(Listed records Opens)

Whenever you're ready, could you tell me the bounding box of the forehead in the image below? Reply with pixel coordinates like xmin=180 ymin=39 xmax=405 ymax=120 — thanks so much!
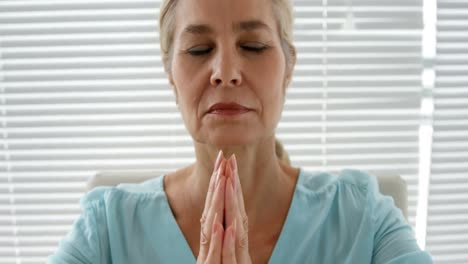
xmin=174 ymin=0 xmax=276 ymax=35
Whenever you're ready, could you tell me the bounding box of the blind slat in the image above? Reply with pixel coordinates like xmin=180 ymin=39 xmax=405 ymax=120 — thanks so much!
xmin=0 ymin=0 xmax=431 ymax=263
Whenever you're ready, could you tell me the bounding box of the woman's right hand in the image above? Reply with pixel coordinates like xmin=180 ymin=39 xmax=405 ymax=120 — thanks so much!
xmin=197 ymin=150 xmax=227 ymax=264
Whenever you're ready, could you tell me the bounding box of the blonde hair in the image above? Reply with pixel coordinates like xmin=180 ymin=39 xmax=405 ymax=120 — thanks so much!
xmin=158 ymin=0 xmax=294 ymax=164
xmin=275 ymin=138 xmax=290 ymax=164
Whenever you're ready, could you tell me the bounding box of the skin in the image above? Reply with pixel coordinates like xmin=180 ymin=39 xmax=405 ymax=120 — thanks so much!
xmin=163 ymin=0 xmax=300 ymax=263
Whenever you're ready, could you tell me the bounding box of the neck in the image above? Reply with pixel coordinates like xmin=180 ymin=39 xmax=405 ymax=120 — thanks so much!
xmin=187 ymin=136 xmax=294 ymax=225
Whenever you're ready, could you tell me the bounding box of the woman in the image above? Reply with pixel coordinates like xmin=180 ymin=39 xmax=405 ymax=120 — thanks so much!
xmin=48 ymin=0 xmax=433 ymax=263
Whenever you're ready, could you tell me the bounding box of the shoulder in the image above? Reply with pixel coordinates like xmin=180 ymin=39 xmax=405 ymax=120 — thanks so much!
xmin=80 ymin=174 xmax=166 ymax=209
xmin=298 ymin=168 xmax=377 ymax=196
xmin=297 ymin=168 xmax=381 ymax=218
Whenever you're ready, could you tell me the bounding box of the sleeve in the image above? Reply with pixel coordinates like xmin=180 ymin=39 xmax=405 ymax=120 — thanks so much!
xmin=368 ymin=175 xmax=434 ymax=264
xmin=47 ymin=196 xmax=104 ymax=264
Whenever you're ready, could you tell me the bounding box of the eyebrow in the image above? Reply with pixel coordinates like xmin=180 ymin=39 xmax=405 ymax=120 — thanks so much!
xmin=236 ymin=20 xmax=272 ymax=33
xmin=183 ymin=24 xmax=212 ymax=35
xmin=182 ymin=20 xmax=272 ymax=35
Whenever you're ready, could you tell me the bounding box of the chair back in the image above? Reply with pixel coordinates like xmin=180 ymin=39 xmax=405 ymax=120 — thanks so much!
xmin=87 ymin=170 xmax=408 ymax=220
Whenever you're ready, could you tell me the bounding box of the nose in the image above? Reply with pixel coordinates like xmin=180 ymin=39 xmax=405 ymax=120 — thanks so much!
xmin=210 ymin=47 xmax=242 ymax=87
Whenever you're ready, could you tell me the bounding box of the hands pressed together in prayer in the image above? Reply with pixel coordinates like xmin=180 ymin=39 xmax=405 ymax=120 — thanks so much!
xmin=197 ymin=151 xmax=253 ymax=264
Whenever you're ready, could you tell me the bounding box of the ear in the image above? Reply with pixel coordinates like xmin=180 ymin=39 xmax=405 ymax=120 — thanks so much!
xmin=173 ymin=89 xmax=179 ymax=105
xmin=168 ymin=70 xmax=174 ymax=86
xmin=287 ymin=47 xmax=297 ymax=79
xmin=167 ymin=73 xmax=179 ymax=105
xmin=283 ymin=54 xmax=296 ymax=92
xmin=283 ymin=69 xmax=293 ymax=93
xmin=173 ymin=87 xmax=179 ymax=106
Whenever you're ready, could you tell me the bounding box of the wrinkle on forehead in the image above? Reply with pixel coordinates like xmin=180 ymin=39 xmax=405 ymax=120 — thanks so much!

(Listed records Closes)

> [Exercise directions] An exact copy of all the entries is required, and it must contain no pictures.

> [Reply to the task]
Whenever you're ready, could you tell me the bounding box of the forehead in the image below? Reply with pixel coordinates like xmin=180 ymin=39 xmax=405 ymax=120 — thanks so much!
xmin=174 ymin=0 xmax=276 ymax=35
Whenever you're ready, could you tell me the bounding box of the blind slat in the image above? Reply with pixel coordinates like xmin=180 ymin=39 xmax=405 ymax=120 — thanks so much!
xmin=0 ymin=0 xmax=431 ymax=263
Whenever you're ready, could you tell me the bounding box of the woman's right hand in the image above? Reply with pixel coordinates like xmin=180 ymin=39 xmax=405 ymax=120 — thanks so much!
xmin=197 ymin=150 xmax=227 ymax=264
Whenever you're ready, could you tell me the bounding box of the blonde hair in the image above? Reply with pixel coordinates like xmin=180 ymin=39 xmax=405 ymax=120 — thanks so much!
xmin=158 ymin=0 xmax=294 ymax=164
xmin=275 ymin=138 xmax=290 ymax=164
Whenever you're ready, could you tell me the bounding box of the skin in the image above? Reply with pixel coordinates like xmin=180 ymin=39 xmax=405 ymax=120 — thanks so much!
xmin=163 ymin=0 xmax=300 ymax=263
Whenever you're ready, could you tell me the bounding box of the neck in the image above? Reply with pixel coordinates like xmin=180 ymin=39 xmax=405 ymax=120 — thanks so much!
xmin=187 ymin=136 xmax=294 ymax=225
Whenever you're ready, could you tell me the bounding box of the woman in the image above? Reply with pixel coordinates like xmin=180 ymin=39 xmax=405 ymax=120 — thanks so much!
xmin=48 ymin=0 xmax=433 ymax=263
Whenever you're ready, could you tell me the bounding box of the shoulder in the image above? Reply with pixel coordinates like xmin=180 ymin=39 xmax=405 ymax=120 — thanks so much!
xmin=80 ymin=174 xmax=166 ymax=209
xmin=298 ymin=168 xmax=377 ymax=196
xmin=297 ymin=168 xmax=381 ymax=218
Whenever you're ready, could you tell me the bounding box of the sleeve in the image above? Reply with pixel coordinates like xmin=180 ymin=39 xmax=405 ymax=120 — thanks so much!
xmin=368 ymin=175 xmax=434 ymax=264
xmin=47 ymin=196 xmax=104 ymax=264
Whenever you're ready, could you tell me the bounding box of the eyebrow in the image above? Reply with pixel coordinates like xmin=180 ymin=39 xmax=405 ymax=120 — thanks so much!
xmin=236 ymin=20 xmax=272 ymax=33
xmin=183 ymin=24 xmax=212 ymax=35
xmin=182 ymin=20 xmax=272 ymax=35
Whenever you're ready, could you tell me the bounding box of the chair back in the image above? Reply with pixel coordinates like xmin=180 ymin=39 xmax=405 ymax=120 — thanks so much!
xmin=87 ymin=170 xmax=408 ymax=220
Whenever you're ready, could you tell me the bounding box of the nose in the image above? Reply with pixel coordinates like xmin=180 ymin=39 xmax=405 ymax=120 — thanks so much!
xmin=210 ymin=47 xmax=242 ymax=87
Whenever you're ready, could you tell me the bounding box of the hands pressed together in prayer in the image above? Reply with pixel coordinates like xmin=180 ymin=39 xmax=405 ymax=120 — thanks so much!
xmin=197 ymin=151 xmax=253 ymax=264
Whenever you're ready, could you tell me the bounding box of the ear in the image above? Reply with pixel coordinates like xmin=180 ymin=39 xmax=405 ymax=120 — thanks so much!
xmin=173 ymin=89 xmax=179 ymax=105
xmin=168 ymin=70 xmax=174 ymax=86
xmin=287 ymin=47 xmax=297 ymax=79
xmin=167 ymin=73 xmax=179 ymax=105
xmin=283 ymin=54 xmax=296 ymax=92
xmin=283 ymin=69 xmax=293 ymax=93
xmin=173 ymin=87 xmax=179 ymax=106
Whenever you're ready, could you tell me the bounding box of the wrinkle on forehead in the image above? Reply with pixel coordinates like xmin=180 ymin=39 xmax=405 ymax=120 — thanks so much!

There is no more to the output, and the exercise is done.